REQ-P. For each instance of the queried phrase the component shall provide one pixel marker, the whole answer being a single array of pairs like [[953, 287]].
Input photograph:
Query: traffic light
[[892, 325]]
■ ■ ■ ■
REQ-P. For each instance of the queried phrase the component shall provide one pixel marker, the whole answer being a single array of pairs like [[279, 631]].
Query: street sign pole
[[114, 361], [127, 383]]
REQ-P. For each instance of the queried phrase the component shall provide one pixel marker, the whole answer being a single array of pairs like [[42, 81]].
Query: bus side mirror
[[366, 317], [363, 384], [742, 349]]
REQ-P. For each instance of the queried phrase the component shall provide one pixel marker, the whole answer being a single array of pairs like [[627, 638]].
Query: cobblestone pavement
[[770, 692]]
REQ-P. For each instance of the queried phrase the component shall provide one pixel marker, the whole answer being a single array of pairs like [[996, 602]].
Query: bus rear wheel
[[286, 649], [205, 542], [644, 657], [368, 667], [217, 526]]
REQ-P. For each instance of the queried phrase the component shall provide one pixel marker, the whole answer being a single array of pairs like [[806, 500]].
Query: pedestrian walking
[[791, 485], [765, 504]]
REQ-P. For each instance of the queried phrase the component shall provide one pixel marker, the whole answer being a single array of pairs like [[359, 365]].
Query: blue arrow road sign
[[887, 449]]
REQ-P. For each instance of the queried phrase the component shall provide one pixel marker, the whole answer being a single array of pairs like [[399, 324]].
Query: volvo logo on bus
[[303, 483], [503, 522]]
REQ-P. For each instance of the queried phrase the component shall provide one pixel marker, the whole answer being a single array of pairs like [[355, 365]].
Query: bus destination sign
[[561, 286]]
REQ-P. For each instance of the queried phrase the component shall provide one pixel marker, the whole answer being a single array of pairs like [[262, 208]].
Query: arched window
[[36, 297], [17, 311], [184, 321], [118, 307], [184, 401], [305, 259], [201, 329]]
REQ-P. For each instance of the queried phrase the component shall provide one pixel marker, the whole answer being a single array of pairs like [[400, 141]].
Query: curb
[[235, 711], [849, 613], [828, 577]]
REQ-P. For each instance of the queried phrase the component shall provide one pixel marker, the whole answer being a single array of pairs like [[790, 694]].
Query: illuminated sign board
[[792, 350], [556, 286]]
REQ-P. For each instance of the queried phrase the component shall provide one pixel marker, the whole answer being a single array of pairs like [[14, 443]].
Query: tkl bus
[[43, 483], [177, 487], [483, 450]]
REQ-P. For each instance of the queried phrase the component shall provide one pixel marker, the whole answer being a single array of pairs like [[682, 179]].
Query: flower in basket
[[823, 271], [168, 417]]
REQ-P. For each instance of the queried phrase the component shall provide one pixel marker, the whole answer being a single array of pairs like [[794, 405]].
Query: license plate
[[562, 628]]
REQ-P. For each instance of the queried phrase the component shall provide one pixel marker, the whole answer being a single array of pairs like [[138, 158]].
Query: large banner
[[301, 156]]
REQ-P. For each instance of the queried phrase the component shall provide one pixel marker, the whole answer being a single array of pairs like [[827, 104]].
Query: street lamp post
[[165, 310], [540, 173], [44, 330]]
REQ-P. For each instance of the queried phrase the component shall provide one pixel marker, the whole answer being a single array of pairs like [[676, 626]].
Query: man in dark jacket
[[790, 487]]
■ ■ ■ ■
§ **WHAT THE TASK REQUIRES**:
Rewrite the material from the line with "like [[953, 287]]." to the line with "[[892, 325]]", replacing "pixel marker" with "point marker" and leaving everything else unchanged.

§ **ANSWER TO THIS TASK**:
REQ-P. For each instance of the queried phrase the component shall provide one point marker, the whole answer being a single array of pairs like [[953, 287]].
Input photograph:
Query: traffic light
[[892, 325]]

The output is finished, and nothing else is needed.